● Exercise: Write out nothing except the lines running from the one containing "Target: woman's hand" to the last line of the data, exactly as they stand.

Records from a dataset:

▬▬▬▬▬▬▬▬▬▬

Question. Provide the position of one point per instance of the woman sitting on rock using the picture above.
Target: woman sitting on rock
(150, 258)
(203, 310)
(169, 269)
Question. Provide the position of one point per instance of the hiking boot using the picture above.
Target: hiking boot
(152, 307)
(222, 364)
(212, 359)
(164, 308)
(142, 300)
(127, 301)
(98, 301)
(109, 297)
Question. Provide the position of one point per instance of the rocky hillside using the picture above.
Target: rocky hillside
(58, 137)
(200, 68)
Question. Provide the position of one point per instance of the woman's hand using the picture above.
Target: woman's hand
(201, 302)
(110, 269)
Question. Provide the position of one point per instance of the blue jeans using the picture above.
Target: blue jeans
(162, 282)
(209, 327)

▬▬▬▬▬▬▬▬▬▬

● Result of this task:
Target: woman's hand
(201, 302)
(110, 269)
Question. Provide the position of one point per instance of the blue jeans using the picture above.
Target: blue jeans
(162, 282)
(209, 327)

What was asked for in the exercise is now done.